<<<<

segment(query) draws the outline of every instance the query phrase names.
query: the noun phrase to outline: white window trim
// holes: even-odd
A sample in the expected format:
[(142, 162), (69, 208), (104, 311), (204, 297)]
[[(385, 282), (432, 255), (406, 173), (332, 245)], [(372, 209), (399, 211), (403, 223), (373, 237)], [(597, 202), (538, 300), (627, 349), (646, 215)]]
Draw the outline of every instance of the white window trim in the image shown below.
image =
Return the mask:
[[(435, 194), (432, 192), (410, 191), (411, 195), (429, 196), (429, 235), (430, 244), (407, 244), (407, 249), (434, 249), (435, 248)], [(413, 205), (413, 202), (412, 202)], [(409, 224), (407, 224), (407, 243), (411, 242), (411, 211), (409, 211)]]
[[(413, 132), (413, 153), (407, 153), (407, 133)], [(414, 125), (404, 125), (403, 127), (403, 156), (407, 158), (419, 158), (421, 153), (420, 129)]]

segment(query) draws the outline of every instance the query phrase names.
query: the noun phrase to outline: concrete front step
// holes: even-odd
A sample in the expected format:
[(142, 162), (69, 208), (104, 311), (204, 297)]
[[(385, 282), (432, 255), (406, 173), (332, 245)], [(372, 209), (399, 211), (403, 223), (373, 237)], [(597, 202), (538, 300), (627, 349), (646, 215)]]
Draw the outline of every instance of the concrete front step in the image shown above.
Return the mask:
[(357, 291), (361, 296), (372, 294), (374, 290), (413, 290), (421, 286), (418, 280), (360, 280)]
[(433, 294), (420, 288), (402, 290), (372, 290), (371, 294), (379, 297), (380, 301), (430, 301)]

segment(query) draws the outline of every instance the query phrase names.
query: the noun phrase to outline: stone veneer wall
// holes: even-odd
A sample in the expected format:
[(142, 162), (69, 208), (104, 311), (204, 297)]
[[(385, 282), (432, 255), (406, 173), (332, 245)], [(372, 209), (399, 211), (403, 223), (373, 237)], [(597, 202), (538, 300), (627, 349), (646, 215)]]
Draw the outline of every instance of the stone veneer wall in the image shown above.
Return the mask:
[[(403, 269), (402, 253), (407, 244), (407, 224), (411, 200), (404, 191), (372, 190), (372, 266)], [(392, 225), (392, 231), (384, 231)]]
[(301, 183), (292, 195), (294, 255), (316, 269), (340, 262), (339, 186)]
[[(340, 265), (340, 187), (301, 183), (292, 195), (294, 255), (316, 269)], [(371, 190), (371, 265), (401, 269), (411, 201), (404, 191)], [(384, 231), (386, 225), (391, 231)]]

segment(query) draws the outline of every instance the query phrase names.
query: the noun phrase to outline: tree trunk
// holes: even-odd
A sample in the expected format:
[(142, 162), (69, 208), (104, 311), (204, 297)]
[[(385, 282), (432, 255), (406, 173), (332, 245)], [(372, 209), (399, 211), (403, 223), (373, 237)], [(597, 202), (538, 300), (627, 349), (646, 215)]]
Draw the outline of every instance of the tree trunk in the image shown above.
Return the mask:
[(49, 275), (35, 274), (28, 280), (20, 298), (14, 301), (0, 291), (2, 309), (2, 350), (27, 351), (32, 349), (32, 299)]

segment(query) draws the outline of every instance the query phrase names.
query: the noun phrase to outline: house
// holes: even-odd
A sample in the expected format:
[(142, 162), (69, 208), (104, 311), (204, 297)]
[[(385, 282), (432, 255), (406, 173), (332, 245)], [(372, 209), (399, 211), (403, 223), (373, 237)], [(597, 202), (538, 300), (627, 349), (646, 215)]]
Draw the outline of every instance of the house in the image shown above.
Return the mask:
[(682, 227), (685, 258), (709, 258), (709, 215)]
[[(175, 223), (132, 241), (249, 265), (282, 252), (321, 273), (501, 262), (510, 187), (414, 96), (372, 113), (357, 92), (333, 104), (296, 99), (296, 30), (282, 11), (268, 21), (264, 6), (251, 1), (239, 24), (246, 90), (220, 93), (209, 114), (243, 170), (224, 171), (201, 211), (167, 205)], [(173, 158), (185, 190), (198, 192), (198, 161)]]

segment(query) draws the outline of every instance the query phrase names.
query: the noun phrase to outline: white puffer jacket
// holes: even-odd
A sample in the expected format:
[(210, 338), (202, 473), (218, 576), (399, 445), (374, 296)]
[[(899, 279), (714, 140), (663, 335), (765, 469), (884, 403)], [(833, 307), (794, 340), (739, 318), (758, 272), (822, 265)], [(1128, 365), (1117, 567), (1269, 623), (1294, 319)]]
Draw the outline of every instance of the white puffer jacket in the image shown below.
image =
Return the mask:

>>>>

# [WHAT THE EXERCISE ASKS]
Reproduce the material verbatim, from its first line through the line containing "301), (430, 301)]", inclusive.

# [RESULT FOR THIS TASK]
segment(query) draws the outline of every instance the query phrase names.
query: the noun phrase to outline: white window trim
// holes: even-odd
A sample in the expected format:
[(142, 162), (69, 208), (104, 311), (204, 297)]
[[(385, 282), (432, 255), (406, 173), (332, 245)], [(372, 209), (399, 211), (403, 223), (373, 237)], [(597, 202), (538, 300), (627, 349), (646, 215)]]
Draw the outline of every instance of the white window trim in the image shown below.
image =
Return the mask:
[[(435, 194), (432, 192), (410, 191), (411, 195), (429, 196), (429, 235), (430, 244), (407, 244), (407, 249), (434, 249), (435, 248)], [(413, 205), (413, 202), (412, 202)], [(409, 224), (407, 224), (407, 243), (411, 242), (411, 211), (409, 211)]]
[[(413, 132), (413, 153), (407, 153), (407, 133)], [(414, 125), (404, 125), (403, 127), (403, 156), (407, 158), (419, 158), (421, 153), (420, 129)]]

segment(query) draws the outline of every instance the query phrase names.
query: the noun phrase to outline: concrete front step
// holes: even-odd
A sample in the expected format:
[(142, 162), (69, 208), (104, 311), (204, 297)]
[[(385, 282), (432, 255), (406, 173), (332, 245)], [(372, 209), (399, 211), (403, 223), (373, 237)], [(597, 202), (538, 300), (627, 349), (646, 215)]]
Draw the outline of every instance of the concrete front step in the image shown above.
Return the mask:
[(357, 291), (361, 296), (372, 294), (374, 290), (413, 290), (421, 286), (418, 280), (360, 280)]
[(433, 294), (420, 288), (402, 290), (372, 290), (371, 294), (379, 297), (380, 301), (430, 301)]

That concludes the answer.